*Set task:* Reproduce each record below exactly as written.

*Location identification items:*
• • • • • • •
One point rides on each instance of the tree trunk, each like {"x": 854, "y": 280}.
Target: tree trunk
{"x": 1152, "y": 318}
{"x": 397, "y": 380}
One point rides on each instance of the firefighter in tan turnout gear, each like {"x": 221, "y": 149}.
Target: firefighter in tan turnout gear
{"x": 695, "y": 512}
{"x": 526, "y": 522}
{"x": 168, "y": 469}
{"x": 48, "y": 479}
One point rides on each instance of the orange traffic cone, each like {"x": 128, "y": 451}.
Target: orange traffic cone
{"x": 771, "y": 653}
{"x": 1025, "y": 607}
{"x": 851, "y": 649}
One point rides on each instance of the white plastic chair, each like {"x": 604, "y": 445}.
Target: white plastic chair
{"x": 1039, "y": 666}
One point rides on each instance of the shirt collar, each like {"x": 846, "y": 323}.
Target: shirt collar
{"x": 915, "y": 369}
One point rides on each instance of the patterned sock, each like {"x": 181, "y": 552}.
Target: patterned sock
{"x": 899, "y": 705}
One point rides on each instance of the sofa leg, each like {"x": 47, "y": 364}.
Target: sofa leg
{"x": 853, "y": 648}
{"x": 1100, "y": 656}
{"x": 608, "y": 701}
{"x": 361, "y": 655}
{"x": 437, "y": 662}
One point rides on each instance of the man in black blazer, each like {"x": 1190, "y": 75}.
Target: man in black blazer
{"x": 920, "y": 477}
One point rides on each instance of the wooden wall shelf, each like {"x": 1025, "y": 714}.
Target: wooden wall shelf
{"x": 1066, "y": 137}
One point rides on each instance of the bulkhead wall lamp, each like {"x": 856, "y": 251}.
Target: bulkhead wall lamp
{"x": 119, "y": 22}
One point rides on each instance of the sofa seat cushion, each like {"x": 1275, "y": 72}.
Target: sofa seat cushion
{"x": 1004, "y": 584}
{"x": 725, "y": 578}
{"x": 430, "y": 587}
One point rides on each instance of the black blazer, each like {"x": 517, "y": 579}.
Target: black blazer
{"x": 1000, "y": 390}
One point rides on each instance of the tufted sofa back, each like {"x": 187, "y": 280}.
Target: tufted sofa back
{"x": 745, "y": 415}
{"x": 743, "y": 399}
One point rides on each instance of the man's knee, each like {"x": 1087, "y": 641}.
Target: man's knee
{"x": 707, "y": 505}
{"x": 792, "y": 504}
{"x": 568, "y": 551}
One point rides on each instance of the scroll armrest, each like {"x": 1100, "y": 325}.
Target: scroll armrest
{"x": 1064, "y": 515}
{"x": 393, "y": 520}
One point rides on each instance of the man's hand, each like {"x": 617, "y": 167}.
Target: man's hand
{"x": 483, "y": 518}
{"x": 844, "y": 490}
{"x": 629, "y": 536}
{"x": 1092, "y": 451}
• • • • • • •
*Exercise output:*
One point rides on each instance of the tree trunk, each like {"x": 854, "y": 280}.
Target: tree trunk
{"x": 1152, "y": 318}
{"x": 397, "y": 380}
One point rides on each instance of the firefighter in tan turnout gear, each like {"x": 221, "y": 149}.
Target: firefighter in tan turnout gear
{"x": 695, "y": 512}
{"x": 526, "y": 522}
{"x": 168, "y": 469}
{"x": 48, "y": 479}
One point rides on each instance of the orange traffic cone, each like {"x": 128, "y": 451}.
Target: orange traffic cone
{"x": 771, "y": 653}
{"x": 1025, "y": 607}
{"x": 851, "y": 649}
One point rides on each instance of the white plastic chair, each like {"x": 604, "y": 445}.
Target: white plastic chair
{"x": 1039, "y": 666}
One point rides on each instance of the shirt collar, each like {"x": 846, "y": 323}.
Target: shirt collar
{"x": 915, "y": 369}
One point rides on each instance of the patterned sock, each like {"x": 181, "y": 552}.
Target: patterned sock
{"x": 899, "y": 705}
One point rides on each instance of the sofa leg, each like {"x": 47, "y": 364}.
Target: sofa leg
{"x": 853, "y": 648}
{"x": 1100, "y": 656}
{"x": 608, "y": 701}
{"x": 361, "y": 655}
{"x": 437, "y": 662}
One point rides on each instance of the man in black blazer, each like {"x": 1190, "y": 75}.
Target: man in black blazer
{"x": 920, "y": 477}
One point rides on each instance of the wooden wall shelf, each like {"x": 1025, "y": 714}.
Target: wooden wall shelf
{"x": 1066, "y": 137}
One point rides on each instance of the bulkhead wall lamp, each like {"x": 856, "y": 251}.
Target: bulkhead wall lamp
{"x": 119, "y": 22}
One point rides on each instance of the sofa seat cushion, each like {"x": 1275, "y": 72}.
Target: sofa seat cushion
{"x": 1004, "y": 584}
{"x": 725, "y": 578}
{"x": 430, "y": 587}
One point rides on each instance of the black blazer, each like {"x": 517, "y": 579}.
Target: black blazer
{"x": 1000, "y": 390}
One point rides on each instance of the tufted sofa back, each like {"x": 187, "y": 280}.
Target: tufted sofa back
{"x": 745, "y": 415}
{"x": 743, "y": 399}
One point rides on each instance of the man's knee, each like {"x": 1087, "y": 641}.
Target: man's knee
{"x": 707, "y": 505}
{"x": 792, "y": 504}
{"x": 568, "y": 551}
One point rides on each instance of the scroll armrest, each like {"x": 1100, "y": 325}.
Target: scroll armrest
{"x": 1064, "y": 515}
{"x": 393, "y": 520}
One point rides on each instance of the man's hand, each like {"x": 617, "y": 167}.
Target: man's hand
{"x": 483, "y": 518}
{"x": 844, "y": 490}
{"x": 629, "y": 536}
{"x": 1092, "y": 451}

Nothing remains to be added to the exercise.